Work item A: Reproduce word for word the part of the passage on fear and crime in Karachi starting with "I’m glad I reported" and going on through "the true picture.".
Work item B: In the passage on fear and crime in Karachi, what was opened after kidnappings and extortion in the Korangi Industrial Area reached an unbearable height?
Work item C: List every mental health condition named in the passage on fear and crime in Karachi.

I was impressed by Stout’s clarification that there is something missing in the way we have tended to think of “nurture” only in the familiar sense when we talk of the nature vs nurture debate. Who we are is not just determined by genetics or the child-rearing environment. This argument always left me cold. Stout finally provided an answer to my unease that something was missing: “That an individual’s personality or mental illness might be affected by environmental factors outside the home has been largely overlooked.” I assume she is talking about the debate and analysis or research and media coverage in the global North. In Pakistan, for example, we just skim the surface on PTSD, depression, schizophrenia. We just give badly gathered numbers in our reporting of research or state the obvious symptoms when discussing our mental health given the violence in Pakistan.
Why have we ignored the effect external societal environments have on us—not including our families and how we were reared? Consider this: After the crime takes place it is only because I understand the police system as a journalist that I am able to find the phone number to the police station, call up the SHO and tell him to increase patrols in the area where I was mugged. The average resident of that neighbourhood is not generally inclined to want to even deal with the police much less consider that they will try to fix the problem. Doesn’t this have a long term effect on us?
We get stuck between the system and the culture of the system and our own self-perpetuating apathetic behaviours in Karachi. When the number of kidnappings and extortion in the Korangi Industrial Area, home to thousands of factories and their owners, reached an unbearable height, all the big tycoons got together and used their clout to hammer the chief minister to give them more protection. An independent cell was opened for their complaints and the police were hauled up.
I’m glad I reported the crime, which many people I know in Karachi don’t bother doing to avoid what they think will be an unpleasant interaction with the police. Here you will see the crime map that I designed for my newspaper, The Express Tribune, when it launched five years ago. I wanted there to be a physical accessible daily record that showed us where the crimes were taking place. As most crimes go unreported, however, we never get to see the true picture.
I suppose I am trying to argue for more push back from the average citizen, more cognizance of why we have come to accept living in fear. What is the nature of our fear and why have so many of us collectively succumbed to it? Why is there no resistance? Why are we not holding those in power accountable for the descent into violence? Fear is just one of the many, many effects.
Stout provides some insight into why we are not linking cultural to our mental health: “A cultural hypothesis frustrates prevention… Setting out to alter the entrenched belief systems of an entire society is even more daunting”.

Stored data:
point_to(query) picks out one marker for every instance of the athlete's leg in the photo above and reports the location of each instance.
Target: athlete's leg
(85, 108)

Answer A:
I’m glad I reported the crime, which many people I know in Karachi don’t bother doing to avoid what they think will be an unpleasant interaction with the police. Here you will see the crime map that I designed for my newspaper, The Express Tribune, when it launched five years ago. I wanted there to be a physical accessible daily record that showed us where the crimes were taking place. As most crimes go unreported, however, we never get to see the true picture.

Answer B: An independent cell for the tycoons' complaints.

Answer C: PTSD, depression, schizophrenia